Material supplied
# # # # #

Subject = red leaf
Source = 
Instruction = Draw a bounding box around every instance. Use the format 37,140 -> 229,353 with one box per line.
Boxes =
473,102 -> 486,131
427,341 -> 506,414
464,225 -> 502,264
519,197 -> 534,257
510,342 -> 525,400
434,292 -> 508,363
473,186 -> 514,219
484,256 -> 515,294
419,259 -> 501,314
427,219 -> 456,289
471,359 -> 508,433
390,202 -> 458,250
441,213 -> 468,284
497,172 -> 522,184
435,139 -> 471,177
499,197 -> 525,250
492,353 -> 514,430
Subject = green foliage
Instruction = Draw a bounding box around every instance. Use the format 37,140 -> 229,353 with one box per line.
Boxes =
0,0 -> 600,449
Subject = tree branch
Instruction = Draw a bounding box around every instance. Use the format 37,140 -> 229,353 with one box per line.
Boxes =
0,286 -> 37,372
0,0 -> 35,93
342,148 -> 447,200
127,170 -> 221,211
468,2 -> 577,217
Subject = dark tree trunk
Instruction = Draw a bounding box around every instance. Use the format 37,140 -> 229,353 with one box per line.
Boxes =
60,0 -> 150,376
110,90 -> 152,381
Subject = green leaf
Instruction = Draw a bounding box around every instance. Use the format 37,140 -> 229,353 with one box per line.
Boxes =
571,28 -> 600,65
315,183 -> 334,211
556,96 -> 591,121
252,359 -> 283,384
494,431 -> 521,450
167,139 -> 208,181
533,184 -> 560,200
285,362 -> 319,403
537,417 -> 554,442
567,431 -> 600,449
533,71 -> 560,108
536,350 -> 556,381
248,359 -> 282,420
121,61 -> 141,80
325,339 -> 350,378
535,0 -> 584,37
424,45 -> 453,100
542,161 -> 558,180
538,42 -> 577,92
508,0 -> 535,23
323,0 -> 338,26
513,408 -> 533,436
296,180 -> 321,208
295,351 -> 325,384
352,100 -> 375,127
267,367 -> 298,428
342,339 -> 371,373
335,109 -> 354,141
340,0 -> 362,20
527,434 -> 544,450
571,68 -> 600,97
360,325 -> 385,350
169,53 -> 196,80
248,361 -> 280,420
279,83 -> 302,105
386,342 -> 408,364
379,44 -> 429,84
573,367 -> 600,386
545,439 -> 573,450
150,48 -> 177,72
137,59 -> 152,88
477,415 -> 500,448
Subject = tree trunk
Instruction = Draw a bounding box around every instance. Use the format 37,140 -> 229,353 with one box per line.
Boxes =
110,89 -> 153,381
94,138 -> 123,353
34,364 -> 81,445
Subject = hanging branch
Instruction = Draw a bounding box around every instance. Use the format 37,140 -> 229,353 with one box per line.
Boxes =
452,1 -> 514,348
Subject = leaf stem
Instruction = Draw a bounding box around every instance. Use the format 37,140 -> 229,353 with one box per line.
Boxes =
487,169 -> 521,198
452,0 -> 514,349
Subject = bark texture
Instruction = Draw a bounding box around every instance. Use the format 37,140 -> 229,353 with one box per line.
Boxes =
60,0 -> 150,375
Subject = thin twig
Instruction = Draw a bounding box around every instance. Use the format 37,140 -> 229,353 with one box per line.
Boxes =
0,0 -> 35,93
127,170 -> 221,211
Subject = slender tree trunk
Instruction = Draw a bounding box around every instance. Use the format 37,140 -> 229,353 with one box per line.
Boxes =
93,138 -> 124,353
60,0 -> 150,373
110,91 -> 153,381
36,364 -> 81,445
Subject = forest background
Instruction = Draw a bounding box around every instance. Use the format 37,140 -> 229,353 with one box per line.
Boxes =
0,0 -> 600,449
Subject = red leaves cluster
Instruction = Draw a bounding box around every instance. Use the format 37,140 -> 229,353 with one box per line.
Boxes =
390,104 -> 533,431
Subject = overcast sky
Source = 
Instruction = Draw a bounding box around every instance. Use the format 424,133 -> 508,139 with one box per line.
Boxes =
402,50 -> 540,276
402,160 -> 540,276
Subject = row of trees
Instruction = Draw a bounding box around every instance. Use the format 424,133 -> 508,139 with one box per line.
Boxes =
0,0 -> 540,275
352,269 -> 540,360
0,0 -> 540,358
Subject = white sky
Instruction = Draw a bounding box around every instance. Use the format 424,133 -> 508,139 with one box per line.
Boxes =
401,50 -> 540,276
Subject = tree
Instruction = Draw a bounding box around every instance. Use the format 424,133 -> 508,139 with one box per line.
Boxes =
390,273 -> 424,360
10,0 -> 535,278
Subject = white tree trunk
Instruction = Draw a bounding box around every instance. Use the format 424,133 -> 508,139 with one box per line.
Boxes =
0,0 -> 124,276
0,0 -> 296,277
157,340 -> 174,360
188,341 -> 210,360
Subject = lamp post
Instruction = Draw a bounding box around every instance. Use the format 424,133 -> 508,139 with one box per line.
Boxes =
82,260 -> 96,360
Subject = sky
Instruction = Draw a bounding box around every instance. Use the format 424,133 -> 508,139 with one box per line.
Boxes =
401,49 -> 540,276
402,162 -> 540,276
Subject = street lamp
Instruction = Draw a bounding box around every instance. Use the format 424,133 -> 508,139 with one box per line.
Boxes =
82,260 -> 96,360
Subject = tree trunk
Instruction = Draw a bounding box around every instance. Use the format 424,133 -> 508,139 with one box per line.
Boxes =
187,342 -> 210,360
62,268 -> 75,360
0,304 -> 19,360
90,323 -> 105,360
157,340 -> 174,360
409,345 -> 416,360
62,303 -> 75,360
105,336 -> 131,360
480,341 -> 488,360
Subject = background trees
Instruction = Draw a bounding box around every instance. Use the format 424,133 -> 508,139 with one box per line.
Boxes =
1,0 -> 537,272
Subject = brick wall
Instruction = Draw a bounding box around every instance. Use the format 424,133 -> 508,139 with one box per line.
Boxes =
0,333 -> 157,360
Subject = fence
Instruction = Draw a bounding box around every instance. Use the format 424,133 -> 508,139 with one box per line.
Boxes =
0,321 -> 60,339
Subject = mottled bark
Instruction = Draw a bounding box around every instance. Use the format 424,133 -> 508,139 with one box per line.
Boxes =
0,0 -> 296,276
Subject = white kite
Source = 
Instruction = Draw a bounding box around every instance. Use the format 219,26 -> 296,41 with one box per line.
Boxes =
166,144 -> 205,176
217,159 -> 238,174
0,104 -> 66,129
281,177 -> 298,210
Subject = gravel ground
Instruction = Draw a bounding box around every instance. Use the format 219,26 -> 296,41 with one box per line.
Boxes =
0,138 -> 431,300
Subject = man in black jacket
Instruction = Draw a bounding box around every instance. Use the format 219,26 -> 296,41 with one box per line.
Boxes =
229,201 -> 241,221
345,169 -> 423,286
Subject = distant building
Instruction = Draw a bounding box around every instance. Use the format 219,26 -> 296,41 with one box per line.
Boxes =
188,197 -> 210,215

# # # # #

Goal
From the records above, extract everything verbatim.

Result for this task
Subject = red leaf
Source = 
Instruction = Draw a bounding box around every instance. Use the format 37,140 -> 229,353 with one box per line.
Boxes =
473,102 -> 486,131
427,341 -> 506,414
464,225 -> 502,264
519,197 -> 534,257
510,342 -> 525,400
434,292 -> 508,363
473,186 -> 514,219
484,256 -> 515,294
419,259 -> 501,314
427,219 -> 456,289
471,359 -> 508,433
390,202 -> 458,250
441,213 -> 468,284
497,172 -> 522,184
435,139 -> 471,177
499,197 -> 525,250
492,353 -> 514,430
Subject = green foliage
Instruction = Draw a bounding box around every instance. Use the format 37,140 -> 229,353 with one box per line.
Boxes =
0,0 -> 600,449
Subject = tree branch
Instruction = Draw a bounding box around every instance. Use the format 37,140 -> 229,353 with one box per line.
Boxes =
0,286 -> 37,372
0,0 -> 35,93
342,148 -> 447,200
127,170 -> 221,211
468,2 -> 577,217
Subject = dark tree trunk
Instruction = Draw a bounding box around every instance. Use the format 37,140 -> 229,353 with one box per line.
Boxes =
60,0 -> 150,376
110,90 -> 152,381
Subject = green leaf
Instruction = Draw a bounding box around every instance. Use the format 37,140 -> 229,353 with one box per line.
Boxes =
571,28 -> 600,65
315,183 -> 334,211
556,96 -> 591,121
252,359 -> 283,384
494,431 -> 521,450
167,139 -> 208,181
533,184 -> 560,200
285,362 -> 319,403
537,417 -> 554,442
567,431 -> 600,449
533,71 -> 560,108
536,350 -> 556,381
248,359 -> 282,420
121,61 -> 141,80
325,339 -> 350,378
535,0 -> 584,37
424,45 -> 453,100
542,161 -> 558,180
538,42 -> 577,92
508,0 -> 535,23
323,0 -> 338,26
513,408 -> 533,436
296,180 -> 321,208
295,351 -> 325,384
352,100 -> 375,127
267,367 -> 298,428
342,339 -> 371,373
335,109 -> 354,141
340,0 -> 362,20
527,434 -> 544,450
571,68 -> 600,97
360,325 -> 385,350
169,53 -> 196,80
248,361 -> 280,420
279,83 -> 302,105
386,342 -> 408,364
379,44 -> 429,84
573,367 -> 600,386
545,439 -> 573,450
150,48 -> 177,72
137,59 -> 152,88
477,415 -> 500,448
Subject = tree trunk
Instruction = Draw a bounding box around every instance. Use the format 37,140 -> 229,353 with one box per line.
Boxes =
110,89 -> 153,381
94,138 -> 123,353
34,364 -> 81,445
Subject = hanging branch
Instruction = Draw a bounding box around every instance. Use the format 37,140 -> 229,353 with one box per line.
Boxes =
452,1 -> 514,348
Subject = leaf stem
Instruction = Draw a bounding box around every instance. Use the format 37,140 -> 229,353 with one box per line.
Boxes =
487,169 -> 521,198
452,0 -> 514,349
Subject = bark texture
Instruction = Draw a bounding box around every instance. Use the format 37,140 -> 229,353 with one box per line.
Boxes =
60,0 -> 150,375
Subject = thin twig
Instruction = Draw a bounding box around every instance. Use the format 37,140 -> 229,353 with one box per line.
Boxes =
0,0 -> 35,93
127,170 -> 221,211
Subject = slender tree trunk
Instruction = Draw a bounding box around every instance. Use the format 37,140 -> 229,353 with one box per line.
Boxes =
93,138 -> 124,353
60,0 -> 150,373
110,91 -> 153,381
36,364 -> 81,445
Subject = forest background
Instruction = Draw a bounding box around every instance. Use the format 37,140 -> 229,353 with one box per line.
Boxes =
0,0 -> 600,449
Subject = red leaves cluster
Instruction = Draw a bounding box around every instance. Use the format 37,140 -> 229,353 with one box per line.
Boxes =
390,104 -> 533,431
Subject = overcast sky
Source = 
Instruction = Draw a bounding box around every instance. Use the format 424,133 -> 508,139 with one box per line.
Boxes =
402,50 -> 540,276
402,160 -> 540,276
Subject = row of trees
Instruction = Draw a bounding box around every instance. Use the format 424,133 -> 508,139 with one box per line.
Boxes =
0,0 -> 540,275
352,269 -> 540,360
0,0 -> 540,358
Subject = white sky
Instruction = Draw a bounding box around every instance. Use the format 424,133 -> 508,139 with one box per line.
Boxes =
401,50 -> 540,276
Subject = tree
Instruction = Draw a bounding box around every instance. Use the format 424,133 -> 508,139 with one box per line.
Boxes =
390,273 -> 424,360
10,0 -> 535,278
Subject = white tree trunk
Instruction = Draw a bounding box around every instance. Use the format 424,133 -> 508,139 with one box per line.
Boxes =
0,0 -> 124,276
0,0 -> 296,277
157,340 -> 174,360
188,341 -> 210,360
Subject = lamp post
Instruction = Draw a bounding box around every instance. Use the format 424,133 -> 508,139 with one box per line.
Boxes =
82,260 -> 96,360
Subject = sky
Instruction = Draw a bounding box around every instance. Use the format 424,133 -> 508,139 with one box per line.
Boxes =
401,49 -> 540,276
402,162 -> 540,276
Subject = street lamp
Instruction = Draw a bounding box around every instance. Use the format 424,133 -> 508,139 with one box per line.
Boxes =
82,260 -> 96,360
Subject = tree trunk
Instruction = Draw a bounding box around every instance. Use the format 424,133 -> 508,139 with one box per line.
Boxes =
187,342 -> 210,360
62,268 -> 75,360
0,304 -> 19,360
90,323 -> 105,360
157,340 -> 174,360
409,345 -> 416,360
62,303 -> 75,360
105,336 -> 131,360
480,341 -> 488,360
Subject = background trees
Instruction = Draw a bounding box around every instance. Use the format 424,133 -> 508,139 with one box per line.
Boxes =
1,0 -> 537,272
Subject = brick wall
Instruction = Draw a bounding box around every instance. Use the format 424,133 -> 508,139 with one box per line.
Boxes =
0,333 -> 157,360
Subject = fence
Instruction = Draw a bounding box around every instance. Use the format 424,133 -> 508,139 with one box per line.
Boxes =
0,321 -> 60,339
Subject = mottled bark
Instruction = Draw a bounding box around every instance. Use the format 424,133 -> 508,139 with one box per line.
Boxes =
0,0 -> 296,276
Subject = white kite
Source = 
Instruction = Draw a bounding box around every instance. Use the format 219,26 -> 296,41 with one box per line.
Boxes =
166,144 -> 205,176
217,159 -> 238,174
0,104 -> 66,129
281,177 -> 298,210
Subject = gravel ground
Instruction = Draw a bounding box around every instance. Use the format 219,26 -> 296,41 with one box per line.
Boxes =
0,138 -> 431,300
Subject = man in black jacket
Instruction = Draw a bounding box around every instance. Use the format 219,26 -> 296,41 with one box per line.
Boxes =
229,201 -> 241,221
345,169 -> 423,286
Subject = distant building
Instruction = Draw a bounding box around every instance. Use the format 219,26 -> 296,41 with one box per line.
Boxes =
188,197 -> 210,215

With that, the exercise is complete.